Excerpt below:

│ └── utils/ # Utility functions
├── static/ # Static assets (images, etc.)
├── tests/ # Test suite
├── LICENSE # MIT License
├── Makefile # Build and development commands
├── pyproject.toml # Project configuration and dependencies
├── README.md # This file
└── uv.lock # Dependency lock file
| Requirement | Description |
|---|---|
| Python 3.13+ | Programming language |
| uv | Package and dependency manager |
| Neo4j | Graph database for knowledge graphs |
| Qdrant | Vector database for embeddings |
| OpenAI | LLM provider for queries and embeddings |
| PubMed | Biomedical literature database |
-
Clone the repository:
git clone [email protected]:benitomartin/biomedical-graphrag.git cd biomedical-graphrag
-
Create a virtual environment:
uv venv
-
Activate the virtual environment:
source .venv/bin/activate -
Install the required packages:
uv sync --all-groups --all-extra
-
Create a
.envfile in the root directory:cp env.example .env
Configure API keys, model names, and other settings by editing the .env file:
# OpenAI Configuration
OPENAI__API_KEY=your_openai_api_key_here
OPENAI__MODEL=gpt-4o-mini
OPENAI__TEMPERATURE=0.0
OPENAI__MAX_TOKENS=1500
# Neo4j Configuration
NEO4J__URI=bolt://localhost:7687
NEO4J__USERNAME=neo4j
NEO4J__PASSWORD=your_neo4j_password
NEO4J__DATABASE=neo4j
# Qdrant Configuration
QDRANT__URL=http://localhost:6333
QDRANT__API_KEY=your_qdrant_api_key
QDRANT__COLLECTION_NAME=biomedical_papers
QDRANT__EMBEDDING_MODEL=text-embedding-3-small
QDRANT__EMBEDDING_DIMENSION=1536
# PubMed Configuration (optional)
[email protected]
PUBMED__API_KEY=your_pubmed_api_key
# Data Paths
JSON_DATA__PUBMED_JSON_PATH=data/pubmed_dataset.json
JSON_DATA__GENE_JSON_PATH=data/gene_dataset.jsonThe system includes data collectors for biomedical and gene datasets:
# Collect PubMed papers and metadata
make pubmed-data-collector-run# Collect gene information related to the pubmed dataset
make gene-data-collector-run# Create the knowledge graph from datasets
make create-graph
# Delete all graph data (clean slate)
make delete-graph# Create vector collection for embeddings
make create-qdrant-collection
# Ingest embeddings into Qdrant
make ingest-qdrant-data
# Delete vector collection
make delete-qdrant-collection# Run a custom query on the Qdrant vector store
make custom-qdrant-query QUESTION="Which institutions have collaborated most frequently on papers about 'Gene Editing' and 'Immunotherapy'?"

End of Excerpt.
Data extracts below:

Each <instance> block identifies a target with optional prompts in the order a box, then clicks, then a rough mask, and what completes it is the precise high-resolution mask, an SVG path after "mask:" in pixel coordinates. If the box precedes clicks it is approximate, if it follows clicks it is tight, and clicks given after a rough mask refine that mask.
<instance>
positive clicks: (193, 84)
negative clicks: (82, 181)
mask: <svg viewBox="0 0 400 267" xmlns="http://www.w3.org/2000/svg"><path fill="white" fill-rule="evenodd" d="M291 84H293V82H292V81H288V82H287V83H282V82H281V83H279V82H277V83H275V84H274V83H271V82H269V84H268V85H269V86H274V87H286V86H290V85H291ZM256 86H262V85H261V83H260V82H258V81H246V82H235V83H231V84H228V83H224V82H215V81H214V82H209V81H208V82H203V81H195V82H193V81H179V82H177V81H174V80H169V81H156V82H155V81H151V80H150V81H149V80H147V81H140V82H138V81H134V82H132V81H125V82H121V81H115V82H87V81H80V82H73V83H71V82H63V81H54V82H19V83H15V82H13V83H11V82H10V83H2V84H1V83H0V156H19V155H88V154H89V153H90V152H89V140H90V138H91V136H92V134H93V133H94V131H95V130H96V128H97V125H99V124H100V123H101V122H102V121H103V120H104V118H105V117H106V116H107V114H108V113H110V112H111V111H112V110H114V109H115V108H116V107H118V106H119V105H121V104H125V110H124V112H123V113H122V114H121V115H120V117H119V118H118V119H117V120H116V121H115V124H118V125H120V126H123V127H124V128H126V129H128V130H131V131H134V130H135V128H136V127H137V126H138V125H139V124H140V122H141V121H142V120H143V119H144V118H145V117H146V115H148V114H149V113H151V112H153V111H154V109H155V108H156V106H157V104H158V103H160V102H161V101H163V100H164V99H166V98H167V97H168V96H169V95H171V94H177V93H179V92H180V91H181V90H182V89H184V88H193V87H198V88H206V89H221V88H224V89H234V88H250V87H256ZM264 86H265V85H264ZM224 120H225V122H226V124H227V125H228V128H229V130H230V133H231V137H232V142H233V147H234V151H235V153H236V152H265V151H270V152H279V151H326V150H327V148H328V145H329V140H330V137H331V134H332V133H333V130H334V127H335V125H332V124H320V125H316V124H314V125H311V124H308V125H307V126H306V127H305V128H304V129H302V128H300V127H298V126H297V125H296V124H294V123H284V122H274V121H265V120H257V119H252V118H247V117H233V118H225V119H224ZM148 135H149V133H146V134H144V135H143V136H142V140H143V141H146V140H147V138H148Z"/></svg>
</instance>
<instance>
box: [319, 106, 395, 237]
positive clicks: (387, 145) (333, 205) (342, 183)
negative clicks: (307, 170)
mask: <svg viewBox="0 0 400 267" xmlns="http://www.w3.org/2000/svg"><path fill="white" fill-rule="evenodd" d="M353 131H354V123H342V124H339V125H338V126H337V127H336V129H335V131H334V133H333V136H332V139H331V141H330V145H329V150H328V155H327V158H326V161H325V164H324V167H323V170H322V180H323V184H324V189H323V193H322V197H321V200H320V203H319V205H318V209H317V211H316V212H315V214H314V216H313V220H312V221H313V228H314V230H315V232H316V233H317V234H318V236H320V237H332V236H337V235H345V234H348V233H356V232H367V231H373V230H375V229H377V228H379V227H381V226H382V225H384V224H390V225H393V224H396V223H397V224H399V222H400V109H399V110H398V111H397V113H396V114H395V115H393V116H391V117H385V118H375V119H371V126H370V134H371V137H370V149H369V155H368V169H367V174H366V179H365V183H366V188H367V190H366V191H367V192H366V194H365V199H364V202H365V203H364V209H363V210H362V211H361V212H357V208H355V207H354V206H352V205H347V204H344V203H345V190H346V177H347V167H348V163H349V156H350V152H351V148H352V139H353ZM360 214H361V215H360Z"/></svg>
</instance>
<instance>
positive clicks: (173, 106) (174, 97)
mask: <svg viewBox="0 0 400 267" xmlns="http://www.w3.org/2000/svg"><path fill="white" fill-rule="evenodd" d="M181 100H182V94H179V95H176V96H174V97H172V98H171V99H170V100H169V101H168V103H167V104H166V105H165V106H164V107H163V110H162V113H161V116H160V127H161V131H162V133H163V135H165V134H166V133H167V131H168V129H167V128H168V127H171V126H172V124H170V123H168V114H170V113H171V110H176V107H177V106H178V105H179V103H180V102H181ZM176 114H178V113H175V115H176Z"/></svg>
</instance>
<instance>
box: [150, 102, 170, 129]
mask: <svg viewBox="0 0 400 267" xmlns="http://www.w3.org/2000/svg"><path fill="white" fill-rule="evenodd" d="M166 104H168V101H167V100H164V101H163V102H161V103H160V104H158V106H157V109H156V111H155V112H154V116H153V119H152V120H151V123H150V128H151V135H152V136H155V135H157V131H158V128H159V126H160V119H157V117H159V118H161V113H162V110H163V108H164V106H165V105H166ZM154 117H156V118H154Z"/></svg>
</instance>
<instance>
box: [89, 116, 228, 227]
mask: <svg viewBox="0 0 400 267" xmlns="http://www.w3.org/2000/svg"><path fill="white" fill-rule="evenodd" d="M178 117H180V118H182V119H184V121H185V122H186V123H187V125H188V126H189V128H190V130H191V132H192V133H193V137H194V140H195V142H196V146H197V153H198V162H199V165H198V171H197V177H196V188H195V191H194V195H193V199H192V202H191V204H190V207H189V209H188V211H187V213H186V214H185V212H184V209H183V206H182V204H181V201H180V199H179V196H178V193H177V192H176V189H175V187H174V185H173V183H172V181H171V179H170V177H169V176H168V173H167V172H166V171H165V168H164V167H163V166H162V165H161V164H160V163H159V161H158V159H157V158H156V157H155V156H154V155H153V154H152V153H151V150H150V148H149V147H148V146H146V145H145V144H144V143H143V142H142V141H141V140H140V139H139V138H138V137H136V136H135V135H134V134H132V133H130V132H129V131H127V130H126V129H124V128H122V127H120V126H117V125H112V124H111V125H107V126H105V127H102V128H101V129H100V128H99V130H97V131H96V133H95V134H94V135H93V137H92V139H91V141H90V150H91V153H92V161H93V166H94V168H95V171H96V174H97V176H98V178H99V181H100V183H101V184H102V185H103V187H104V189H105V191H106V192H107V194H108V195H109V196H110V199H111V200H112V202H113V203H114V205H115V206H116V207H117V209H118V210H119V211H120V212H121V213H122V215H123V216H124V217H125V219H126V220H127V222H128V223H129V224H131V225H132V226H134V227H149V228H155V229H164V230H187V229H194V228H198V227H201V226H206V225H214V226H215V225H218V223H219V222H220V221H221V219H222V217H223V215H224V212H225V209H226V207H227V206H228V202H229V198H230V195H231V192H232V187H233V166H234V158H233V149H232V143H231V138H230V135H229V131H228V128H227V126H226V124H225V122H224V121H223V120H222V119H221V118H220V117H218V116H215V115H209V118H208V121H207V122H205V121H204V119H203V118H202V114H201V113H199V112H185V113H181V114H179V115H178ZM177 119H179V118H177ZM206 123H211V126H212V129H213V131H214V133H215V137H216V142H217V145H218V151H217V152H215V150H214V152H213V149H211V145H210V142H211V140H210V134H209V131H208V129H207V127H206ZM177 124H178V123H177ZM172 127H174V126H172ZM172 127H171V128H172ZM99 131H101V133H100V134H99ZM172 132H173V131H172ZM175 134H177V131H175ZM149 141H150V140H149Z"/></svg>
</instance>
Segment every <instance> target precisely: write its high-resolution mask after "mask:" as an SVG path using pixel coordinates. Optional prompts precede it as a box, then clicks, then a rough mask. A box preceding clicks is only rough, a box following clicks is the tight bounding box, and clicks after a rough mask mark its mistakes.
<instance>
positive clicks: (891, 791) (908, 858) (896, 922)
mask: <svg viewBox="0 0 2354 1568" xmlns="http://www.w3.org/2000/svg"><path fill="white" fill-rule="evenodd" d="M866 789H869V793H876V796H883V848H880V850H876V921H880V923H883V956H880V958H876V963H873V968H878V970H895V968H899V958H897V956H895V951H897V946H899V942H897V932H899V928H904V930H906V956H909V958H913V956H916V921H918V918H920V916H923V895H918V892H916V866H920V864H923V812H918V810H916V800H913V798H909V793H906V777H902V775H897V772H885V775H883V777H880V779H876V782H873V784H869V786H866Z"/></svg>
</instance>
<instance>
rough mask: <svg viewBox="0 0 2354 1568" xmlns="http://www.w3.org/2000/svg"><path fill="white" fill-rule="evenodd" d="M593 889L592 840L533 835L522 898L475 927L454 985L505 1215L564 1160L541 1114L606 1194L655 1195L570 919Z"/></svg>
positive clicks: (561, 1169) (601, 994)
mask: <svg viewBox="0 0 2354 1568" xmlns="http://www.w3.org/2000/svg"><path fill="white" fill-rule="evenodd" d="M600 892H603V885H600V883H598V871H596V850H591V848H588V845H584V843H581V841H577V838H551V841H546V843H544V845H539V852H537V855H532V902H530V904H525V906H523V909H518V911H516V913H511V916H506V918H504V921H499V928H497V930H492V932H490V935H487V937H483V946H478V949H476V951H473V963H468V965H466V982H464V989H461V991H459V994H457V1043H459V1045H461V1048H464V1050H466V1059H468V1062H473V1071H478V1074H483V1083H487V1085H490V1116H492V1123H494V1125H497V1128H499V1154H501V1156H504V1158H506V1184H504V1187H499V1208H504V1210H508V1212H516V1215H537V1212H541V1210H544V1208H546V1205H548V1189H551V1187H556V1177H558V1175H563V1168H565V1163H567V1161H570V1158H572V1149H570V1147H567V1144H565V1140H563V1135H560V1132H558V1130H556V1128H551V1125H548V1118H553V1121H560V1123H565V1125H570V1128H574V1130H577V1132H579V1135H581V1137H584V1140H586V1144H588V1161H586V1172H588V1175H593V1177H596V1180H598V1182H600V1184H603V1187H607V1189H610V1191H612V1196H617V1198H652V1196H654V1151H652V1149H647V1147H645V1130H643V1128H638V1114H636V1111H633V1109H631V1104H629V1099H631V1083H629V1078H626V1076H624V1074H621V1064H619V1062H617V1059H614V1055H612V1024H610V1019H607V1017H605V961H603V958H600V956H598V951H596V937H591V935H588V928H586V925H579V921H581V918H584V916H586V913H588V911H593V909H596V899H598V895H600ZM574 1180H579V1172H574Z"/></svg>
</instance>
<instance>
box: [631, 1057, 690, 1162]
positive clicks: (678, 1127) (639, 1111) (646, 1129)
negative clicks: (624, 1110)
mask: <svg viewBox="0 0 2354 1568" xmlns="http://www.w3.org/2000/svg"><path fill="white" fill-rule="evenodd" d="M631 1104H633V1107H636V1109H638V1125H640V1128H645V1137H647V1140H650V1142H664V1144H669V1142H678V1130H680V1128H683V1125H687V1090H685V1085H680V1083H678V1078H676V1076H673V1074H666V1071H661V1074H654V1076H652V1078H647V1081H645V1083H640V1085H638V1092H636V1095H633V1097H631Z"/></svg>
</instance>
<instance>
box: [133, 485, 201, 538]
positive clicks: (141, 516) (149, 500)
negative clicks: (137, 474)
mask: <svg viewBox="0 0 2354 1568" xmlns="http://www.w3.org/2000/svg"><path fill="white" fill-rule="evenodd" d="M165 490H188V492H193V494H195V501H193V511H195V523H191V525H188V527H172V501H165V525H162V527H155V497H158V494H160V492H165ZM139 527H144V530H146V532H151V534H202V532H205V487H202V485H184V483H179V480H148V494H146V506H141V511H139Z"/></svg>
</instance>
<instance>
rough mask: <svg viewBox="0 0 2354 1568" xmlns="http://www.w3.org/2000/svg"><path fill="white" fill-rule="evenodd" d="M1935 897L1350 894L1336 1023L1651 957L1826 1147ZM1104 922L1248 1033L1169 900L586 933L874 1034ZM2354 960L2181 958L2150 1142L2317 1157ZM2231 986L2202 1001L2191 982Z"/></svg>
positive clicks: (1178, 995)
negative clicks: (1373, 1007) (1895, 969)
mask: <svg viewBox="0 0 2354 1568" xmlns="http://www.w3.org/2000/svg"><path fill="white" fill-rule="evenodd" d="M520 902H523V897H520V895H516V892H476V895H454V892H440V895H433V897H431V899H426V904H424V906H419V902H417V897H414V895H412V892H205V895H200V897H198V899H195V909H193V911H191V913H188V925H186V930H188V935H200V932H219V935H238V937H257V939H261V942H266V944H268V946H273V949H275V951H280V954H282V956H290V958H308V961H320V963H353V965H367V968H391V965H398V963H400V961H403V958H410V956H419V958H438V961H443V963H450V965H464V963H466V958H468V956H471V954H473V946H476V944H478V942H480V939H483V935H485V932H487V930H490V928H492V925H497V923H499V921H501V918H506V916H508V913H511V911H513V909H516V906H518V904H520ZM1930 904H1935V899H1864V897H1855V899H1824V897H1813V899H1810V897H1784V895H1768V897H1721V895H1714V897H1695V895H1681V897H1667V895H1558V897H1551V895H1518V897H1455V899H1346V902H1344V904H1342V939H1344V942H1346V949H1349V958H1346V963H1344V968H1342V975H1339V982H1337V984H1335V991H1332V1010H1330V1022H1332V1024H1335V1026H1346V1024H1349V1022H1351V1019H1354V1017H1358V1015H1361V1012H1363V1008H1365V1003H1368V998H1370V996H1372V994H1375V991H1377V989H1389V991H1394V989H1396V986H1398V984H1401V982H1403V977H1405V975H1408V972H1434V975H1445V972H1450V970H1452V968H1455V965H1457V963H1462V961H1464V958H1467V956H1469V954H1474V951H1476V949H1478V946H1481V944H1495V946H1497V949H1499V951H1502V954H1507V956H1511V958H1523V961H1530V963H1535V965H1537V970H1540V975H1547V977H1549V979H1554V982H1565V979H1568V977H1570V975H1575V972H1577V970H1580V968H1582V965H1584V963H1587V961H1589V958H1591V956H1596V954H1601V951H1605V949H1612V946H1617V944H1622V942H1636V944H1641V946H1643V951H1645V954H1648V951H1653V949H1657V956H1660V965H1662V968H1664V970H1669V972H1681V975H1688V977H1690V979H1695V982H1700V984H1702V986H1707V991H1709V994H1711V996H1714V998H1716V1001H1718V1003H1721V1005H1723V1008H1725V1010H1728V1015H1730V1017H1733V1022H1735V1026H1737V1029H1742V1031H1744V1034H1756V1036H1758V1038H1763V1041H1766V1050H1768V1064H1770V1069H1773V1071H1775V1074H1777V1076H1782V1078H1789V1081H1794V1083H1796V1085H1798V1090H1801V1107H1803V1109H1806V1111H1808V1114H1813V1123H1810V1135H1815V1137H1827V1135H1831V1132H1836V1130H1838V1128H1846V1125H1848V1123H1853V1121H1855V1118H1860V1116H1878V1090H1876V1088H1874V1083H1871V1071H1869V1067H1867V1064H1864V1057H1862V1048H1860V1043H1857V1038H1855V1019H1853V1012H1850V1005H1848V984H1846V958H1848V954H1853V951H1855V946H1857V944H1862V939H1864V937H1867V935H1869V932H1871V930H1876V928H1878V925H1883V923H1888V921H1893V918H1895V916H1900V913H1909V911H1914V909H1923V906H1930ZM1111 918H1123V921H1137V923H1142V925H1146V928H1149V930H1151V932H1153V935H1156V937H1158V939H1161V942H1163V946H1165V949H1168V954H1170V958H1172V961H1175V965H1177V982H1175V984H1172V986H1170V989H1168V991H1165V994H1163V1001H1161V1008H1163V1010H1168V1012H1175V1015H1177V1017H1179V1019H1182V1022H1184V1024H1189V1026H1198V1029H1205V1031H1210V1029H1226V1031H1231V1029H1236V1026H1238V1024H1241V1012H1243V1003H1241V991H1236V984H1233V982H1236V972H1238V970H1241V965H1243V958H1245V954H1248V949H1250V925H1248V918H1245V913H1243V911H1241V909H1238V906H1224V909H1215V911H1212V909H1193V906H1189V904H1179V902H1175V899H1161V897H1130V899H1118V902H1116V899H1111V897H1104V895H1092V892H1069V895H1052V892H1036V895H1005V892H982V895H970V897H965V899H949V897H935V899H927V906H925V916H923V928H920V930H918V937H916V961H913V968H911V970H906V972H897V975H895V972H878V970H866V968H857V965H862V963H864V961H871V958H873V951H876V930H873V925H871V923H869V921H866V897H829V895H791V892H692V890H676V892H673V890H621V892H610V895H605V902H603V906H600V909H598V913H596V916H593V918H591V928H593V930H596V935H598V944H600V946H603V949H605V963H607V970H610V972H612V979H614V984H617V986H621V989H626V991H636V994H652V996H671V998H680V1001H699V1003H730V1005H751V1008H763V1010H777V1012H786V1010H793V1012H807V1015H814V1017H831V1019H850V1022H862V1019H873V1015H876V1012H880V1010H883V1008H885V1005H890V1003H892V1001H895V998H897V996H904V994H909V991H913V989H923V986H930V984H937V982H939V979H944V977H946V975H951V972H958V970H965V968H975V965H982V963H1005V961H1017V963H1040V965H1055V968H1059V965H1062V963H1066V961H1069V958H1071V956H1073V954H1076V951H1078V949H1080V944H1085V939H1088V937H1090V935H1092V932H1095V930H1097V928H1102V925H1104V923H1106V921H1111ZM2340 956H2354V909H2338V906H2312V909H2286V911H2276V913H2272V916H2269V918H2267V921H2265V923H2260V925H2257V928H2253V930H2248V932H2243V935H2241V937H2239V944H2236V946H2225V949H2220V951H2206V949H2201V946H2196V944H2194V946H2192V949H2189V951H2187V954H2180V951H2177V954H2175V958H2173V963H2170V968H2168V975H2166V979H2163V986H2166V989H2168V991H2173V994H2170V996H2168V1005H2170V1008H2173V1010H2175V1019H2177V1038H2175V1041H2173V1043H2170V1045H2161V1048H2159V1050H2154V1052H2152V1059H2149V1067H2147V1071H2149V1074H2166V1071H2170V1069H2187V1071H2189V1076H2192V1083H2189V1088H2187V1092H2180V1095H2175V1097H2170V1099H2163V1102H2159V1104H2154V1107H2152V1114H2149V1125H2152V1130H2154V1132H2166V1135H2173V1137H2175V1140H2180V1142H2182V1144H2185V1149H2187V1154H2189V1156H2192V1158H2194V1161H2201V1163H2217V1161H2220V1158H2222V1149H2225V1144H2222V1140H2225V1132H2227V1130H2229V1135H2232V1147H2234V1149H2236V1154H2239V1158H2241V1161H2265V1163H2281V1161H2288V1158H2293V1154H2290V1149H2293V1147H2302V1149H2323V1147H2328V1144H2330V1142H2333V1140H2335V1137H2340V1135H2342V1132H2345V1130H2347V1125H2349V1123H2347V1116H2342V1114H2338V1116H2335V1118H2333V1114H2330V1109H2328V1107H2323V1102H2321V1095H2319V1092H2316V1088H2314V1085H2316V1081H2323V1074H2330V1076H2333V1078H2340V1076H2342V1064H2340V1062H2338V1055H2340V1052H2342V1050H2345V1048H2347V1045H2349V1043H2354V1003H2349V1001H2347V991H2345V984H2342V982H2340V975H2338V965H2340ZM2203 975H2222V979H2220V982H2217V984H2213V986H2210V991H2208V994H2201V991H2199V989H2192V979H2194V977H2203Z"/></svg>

End of Data extracts.

[Brief 1] In the biomedical GraphRAG setup excerpt, which OpenAI model is set as the default in the .env configuration?
[Brief 2] Continue the biomedical GraphRAG setup excerpt from the point where it stops.

[Expected answer 1] gpt-4o-mini

[Expected answer 2]
# Or run directly with the CLI
uv run src/biomedical_graphrag/application/cli/query_vectorstore.py --ask "Which institutions have collaborated most frequently on papers about 'Gene Editing' and 'Immunotherapy'?"# Run example queries on the Neo4j graph using GraphRAG
make example-graph-query
# Run a custom natural language query using hybrid GraphRAG
make custom-graph-query QUESTION="What are the latest research trends in cancer immunotherapy?"
# Or run directly with the CLI
uv run src/biomedical_graphrag/application/cli/fusion_query.py "What are the latest research trends in cancer immunotherapy?"Qdrant Queries:
- Semantic search across paper abstracts and content
- Similarity-based retrieval using embeddings
- Direct vector similarity queries
Hybrid Queries:
- Combines semantic search (Qdrant) with graph enrichment (Neo4j):
- Author collaboration networks
- Citation analysis and paper relationships
- Gene-paper associations
- MeSH term relationships
- Institution affiliations
- LLM-powered automatic tool selection
-
Who collaborates with Jennifer Doudna on CRISPR research? Which researchers work with Emmanuelle Charpentier on gene editing or genome engineering papers?
-
Who are George Church’s collaborators publishing on synthetic biology and genome sequencing?
-
List scientists collaborating with Feng Zhang on neuroscience studies
-
Which papers are related to PMID 31295471 based on shared MeSH terms?
-
Find papers similar to the CRISPR-Cas9 genome editing study with PMID 31295471
-
Show other studies linked by MeSH terms to PMID 27562951
-
Which genes are mentioned in the same papers as gag?
-
What genes appear together with HIF1A in cancer research?
-
Which genes are frequently co-mentioned with TP53?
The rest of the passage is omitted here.